▸ DATASET:
§
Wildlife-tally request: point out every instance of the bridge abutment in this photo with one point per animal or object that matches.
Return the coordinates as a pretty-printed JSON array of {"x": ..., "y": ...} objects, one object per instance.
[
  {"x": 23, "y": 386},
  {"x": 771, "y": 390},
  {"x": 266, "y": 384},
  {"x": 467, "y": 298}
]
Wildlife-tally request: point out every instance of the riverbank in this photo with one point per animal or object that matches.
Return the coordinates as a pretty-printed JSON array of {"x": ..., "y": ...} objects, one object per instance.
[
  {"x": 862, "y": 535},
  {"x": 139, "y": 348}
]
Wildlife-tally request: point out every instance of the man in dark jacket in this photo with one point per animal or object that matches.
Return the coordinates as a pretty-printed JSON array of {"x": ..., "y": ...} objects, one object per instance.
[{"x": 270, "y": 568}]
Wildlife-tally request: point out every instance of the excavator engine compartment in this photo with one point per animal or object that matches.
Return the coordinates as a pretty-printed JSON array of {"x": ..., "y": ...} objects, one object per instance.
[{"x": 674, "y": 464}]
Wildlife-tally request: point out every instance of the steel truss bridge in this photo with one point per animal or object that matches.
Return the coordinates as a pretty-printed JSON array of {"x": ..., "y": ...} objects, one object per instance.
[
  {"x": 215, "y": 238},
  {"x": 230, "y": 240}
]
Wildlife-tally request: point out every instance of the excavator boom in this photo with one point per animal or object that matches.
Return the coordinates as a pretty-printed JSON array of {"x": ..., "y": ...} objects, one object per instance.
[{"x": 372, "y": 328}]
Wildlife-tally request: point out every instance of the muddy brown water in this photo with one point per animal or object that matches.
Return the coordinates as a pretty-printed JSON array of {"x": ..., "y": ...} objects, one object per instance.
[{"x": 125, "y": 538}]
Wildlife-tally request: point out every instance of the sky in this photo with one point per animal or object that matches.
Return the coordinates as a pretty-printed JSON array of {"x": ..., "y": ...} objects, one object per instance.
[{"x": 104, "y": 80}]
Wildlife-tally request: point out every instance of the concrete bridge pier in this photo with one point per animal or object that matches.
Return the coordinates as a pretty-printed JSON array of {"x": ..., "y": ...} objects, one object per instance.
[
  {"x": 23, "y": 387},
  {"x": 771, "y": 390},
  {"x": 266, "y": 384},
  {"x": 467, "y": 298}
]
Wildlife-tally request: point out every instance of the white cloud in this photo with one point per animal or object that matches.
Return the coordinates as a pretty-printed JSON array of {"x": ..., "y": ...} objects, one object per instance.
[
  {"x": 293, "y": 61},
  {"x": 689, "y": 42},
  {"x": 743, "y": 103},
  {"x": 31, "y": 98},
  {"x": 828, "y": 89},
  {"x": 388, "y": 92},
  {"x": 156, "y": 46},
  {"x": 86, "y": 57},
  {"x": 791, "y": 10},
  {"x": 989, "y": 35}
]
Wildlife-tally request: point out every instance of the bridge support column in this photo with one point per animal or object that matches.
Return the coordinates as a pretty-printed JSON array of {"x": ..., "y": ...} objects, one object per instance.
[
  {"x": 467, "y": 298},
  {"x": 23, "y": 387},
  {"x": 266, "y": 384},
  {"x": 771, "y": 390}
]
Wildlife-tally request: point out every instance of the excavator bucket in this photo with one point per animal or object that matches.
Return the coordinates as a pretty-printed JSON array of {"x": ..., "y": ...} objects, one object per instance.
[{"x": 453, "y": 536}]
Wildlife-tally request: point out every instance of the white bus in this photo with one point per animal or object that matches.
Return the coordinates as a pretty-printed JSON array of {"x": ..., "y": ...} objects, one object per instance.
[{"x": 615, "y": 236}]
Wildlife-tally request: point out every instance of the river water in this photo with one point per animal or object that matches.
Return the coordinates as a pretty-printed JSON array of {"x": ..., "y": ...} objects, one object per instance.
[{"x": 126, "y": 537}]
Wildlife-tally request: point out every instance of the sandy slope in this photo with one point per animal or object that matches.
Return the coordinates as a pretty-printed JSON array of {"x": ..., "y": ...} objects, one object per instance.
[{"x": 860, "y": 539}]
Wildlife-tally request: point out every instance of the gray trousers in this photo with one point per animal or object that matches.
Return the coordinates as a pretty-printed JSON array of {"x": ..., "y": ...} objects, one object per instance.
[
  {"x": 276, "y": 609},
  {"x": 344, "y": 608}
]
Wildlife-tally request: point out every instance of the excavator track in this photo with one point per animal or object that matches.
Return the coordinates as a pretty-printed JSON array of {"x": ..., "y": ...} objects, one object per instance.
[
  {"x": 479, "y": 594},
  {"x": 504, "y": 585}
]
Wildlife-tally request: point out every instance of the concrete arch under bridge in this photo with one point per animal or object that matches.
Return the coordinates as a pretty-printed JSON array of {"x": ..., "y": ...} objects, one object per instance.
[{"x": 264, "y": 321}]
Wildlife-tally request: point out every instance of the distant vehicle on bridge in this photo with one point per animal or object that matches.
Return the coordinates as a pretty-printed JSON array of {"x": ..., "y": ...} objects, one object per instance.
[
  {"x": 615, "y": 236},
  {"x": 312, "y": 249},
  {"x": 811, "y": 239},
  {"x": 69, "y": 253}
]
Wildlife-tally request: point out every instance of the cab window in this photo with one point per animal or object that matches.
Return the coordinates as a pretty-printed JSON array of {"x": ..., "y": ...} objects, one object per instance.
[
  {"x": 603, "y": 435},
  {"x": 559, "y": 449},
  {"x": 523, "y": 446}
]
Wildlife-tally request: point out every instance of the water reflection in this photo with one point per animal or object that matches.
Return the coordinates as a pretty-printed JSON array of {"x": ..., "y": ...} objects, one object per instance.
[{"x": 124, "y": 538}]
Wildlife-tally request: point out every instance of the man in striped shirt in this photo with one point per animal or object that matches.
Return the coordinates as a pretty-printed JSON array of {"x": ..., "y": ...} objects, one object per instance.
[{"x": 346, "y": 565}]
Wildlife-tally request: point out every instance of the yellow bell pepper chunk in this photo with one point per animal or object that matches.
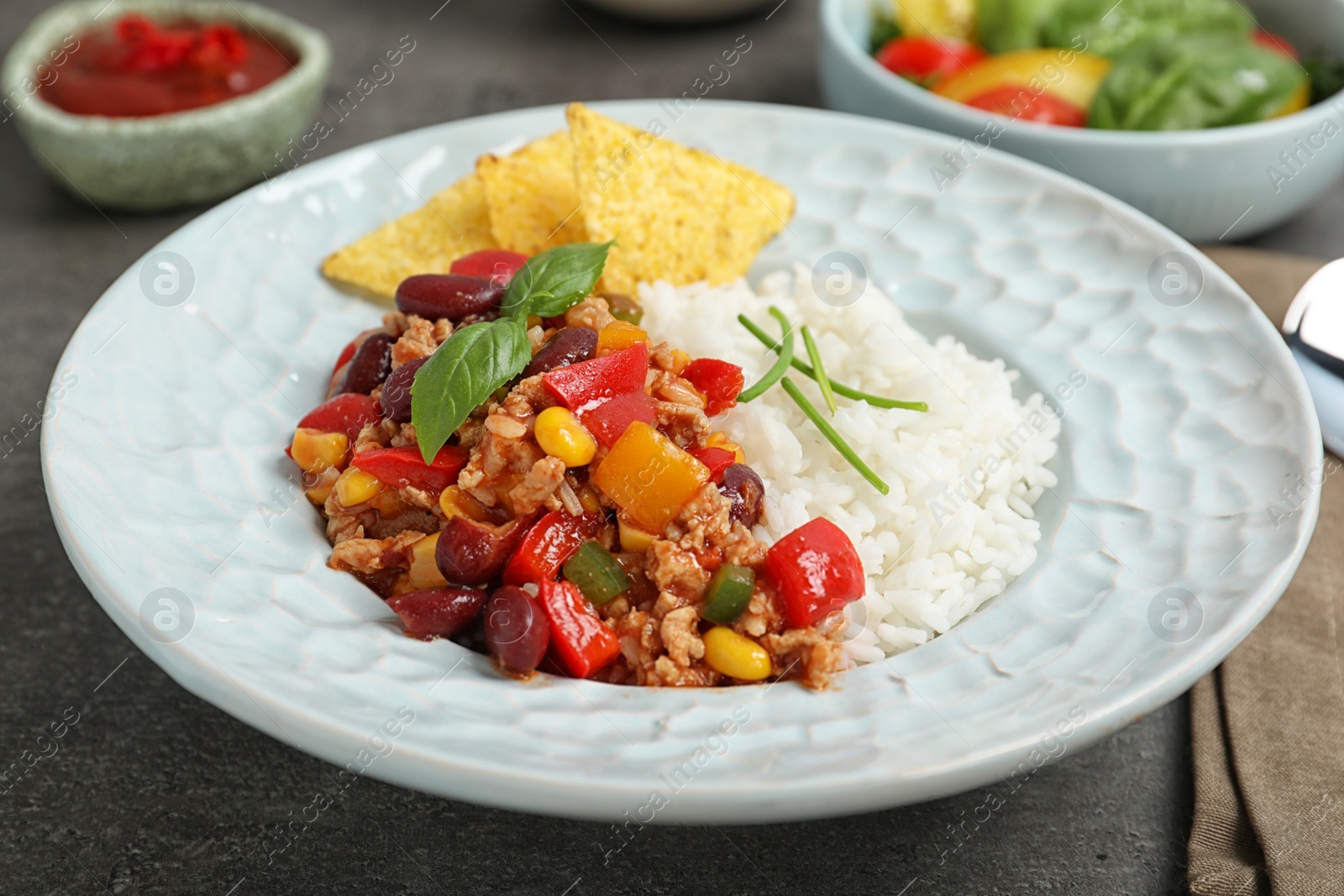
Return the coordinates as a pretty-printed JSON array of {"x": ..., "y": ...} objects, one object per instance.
[
  {"x": 938, "y": 18},
  {"x": 1297, "y": 101},
  {"x": 736, "y": 656},
  {"x": 423, "y": 569},
  {"x": 1065, "y": 74},
  {"x": 633, "y": 539},
  {"x": 618, "y": 335},
  {"x": 649, "y": 477}
]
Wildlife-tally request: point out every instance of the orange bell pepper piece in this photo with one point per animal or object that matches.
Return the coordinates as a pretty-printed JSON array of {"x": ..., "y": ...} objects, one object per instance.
[{"x": 649, "y": 477}]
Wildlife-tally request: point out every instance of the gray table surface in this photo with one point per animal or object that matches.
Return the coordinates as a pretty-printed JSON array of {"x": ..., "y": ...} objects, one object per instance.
[{"x": 156, "y": 792}]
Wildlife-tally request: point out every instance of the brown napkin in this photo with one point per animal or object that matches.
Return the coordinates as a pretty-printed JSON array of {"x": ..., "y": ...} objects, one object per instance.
[{"x": 1268, "y": 726}]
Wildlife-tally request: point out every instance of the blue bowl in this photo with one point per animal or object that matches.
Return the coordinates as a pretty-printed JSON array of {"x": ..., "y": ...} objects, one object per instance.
[{"x": 1205, "y": 184}]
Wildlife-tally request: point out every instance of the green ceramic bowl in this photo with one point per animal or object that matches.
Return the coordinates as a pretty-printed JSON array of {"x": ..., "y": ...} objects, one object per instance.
[{"x": 179, "y": 159}]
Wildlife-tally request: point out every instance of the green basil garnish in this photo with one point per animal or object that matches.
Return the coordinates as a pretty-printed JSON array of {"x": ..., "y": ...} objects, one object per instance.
[
  {"x": 477, "y": 360},
  {"x": 554, "y": 281}
]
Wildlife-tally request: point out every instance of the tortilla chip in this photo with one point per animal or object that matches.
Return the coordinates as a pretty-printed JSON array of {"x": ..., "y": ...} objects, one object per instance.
[
  {"x": 454, "y": 223},
  {"x": 531, "y": 195},
  {"x": 678, "y": 214}
]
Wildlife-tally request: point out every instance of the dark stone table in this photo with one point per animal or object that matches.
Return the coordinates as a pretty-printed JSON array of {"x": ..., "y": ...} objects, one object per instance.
[{"x": 156, "y": 792}]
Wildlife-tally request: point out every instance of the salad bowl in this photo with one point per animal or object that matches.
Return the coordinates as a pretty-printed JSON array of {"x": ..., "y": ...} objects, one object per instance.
[{"x": 1205, "y": 184}]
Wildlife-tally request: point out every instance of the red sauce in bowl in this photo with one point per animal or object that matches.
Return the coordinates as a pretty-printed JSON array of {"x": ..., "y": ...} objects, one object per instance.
[{"x": 138, "y": 69}]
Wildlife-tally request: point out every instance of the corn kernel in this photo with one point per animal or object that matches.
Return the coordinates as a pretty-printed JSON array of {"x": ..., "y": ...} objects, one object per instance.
[
  {"x": 561, "y": 434},
  {"x": 736, "y": 656},
  {"x": 454, "y": 501},
  {"x": 355, "y": 486},
  {"x": 423, "y": 567},
  {"x": 315, "y": 450},
  {"x": 633, "y": 539},
  {"x": 721, "y": 441},
  {"x": 618, "y": 335}
]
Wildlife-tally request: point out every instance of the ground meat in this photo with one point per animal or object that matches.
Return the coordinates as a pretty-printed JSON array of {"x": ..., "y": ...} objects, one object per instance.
[
  {"x": 685, "y": 425},
  {"x": 676, "y": 571},
  {"x": 499, "y": 464},
  {"x": 375, "y": 436},
  {"x": 682, "y": 636},
  {"x": 806, "y": 654},
  {"x": 669, "y": 387},
  {"x": 533, "y": 392},
  {"x": 538, "y": 485},
  {"x": 669, "y": 674},
  {"x": 591, "y": 312},
  {"x": 371, "y": 555},
  {"x": 763, "y": 616},
  {"x": 342, "y": 527},
  {"x": 420, "y": 338}
]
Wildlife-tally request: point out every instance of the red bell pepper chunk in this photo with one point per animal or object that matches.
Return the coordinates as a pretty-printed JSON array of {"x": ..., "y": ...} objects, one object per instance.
[
  {"x": 816, "y": 571},
  {"x": 718, "y": 380},
  {"x": 405, "y": 466},
  {"x": 612, "y": 417},
  {"x": 718, "y": 459},
  {"x": 581, "y": 644},
  {"x": 437, "y": 613},
  {"x": 346, "y": 414},
  {"x": 495, "y": 264},
  {"x": 584, "y": 385},
  {"x": 549, "y": 544}
]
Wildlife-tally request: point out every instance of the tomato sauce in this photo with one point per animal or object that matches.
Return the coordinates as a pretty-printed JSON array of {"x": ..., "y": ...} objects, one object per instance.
[{"x": 138, "y": 69}]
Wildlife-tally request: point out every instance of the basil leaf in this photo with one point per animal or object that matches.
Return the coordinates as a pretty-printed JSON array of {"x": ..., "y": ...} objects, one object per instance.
§
▸ WORK TASK:
When a line in the listing has the string "concrete" in it, return that line.

▸ ANSWER AREA:
Wildlife-tally request: point out every instance of the concrete bridge pier in this photo with one point per animal or object that matches.
Wildlife-tally request: point out every instance of the concrete arch under bridge in this photo with one point per animal or object that matches.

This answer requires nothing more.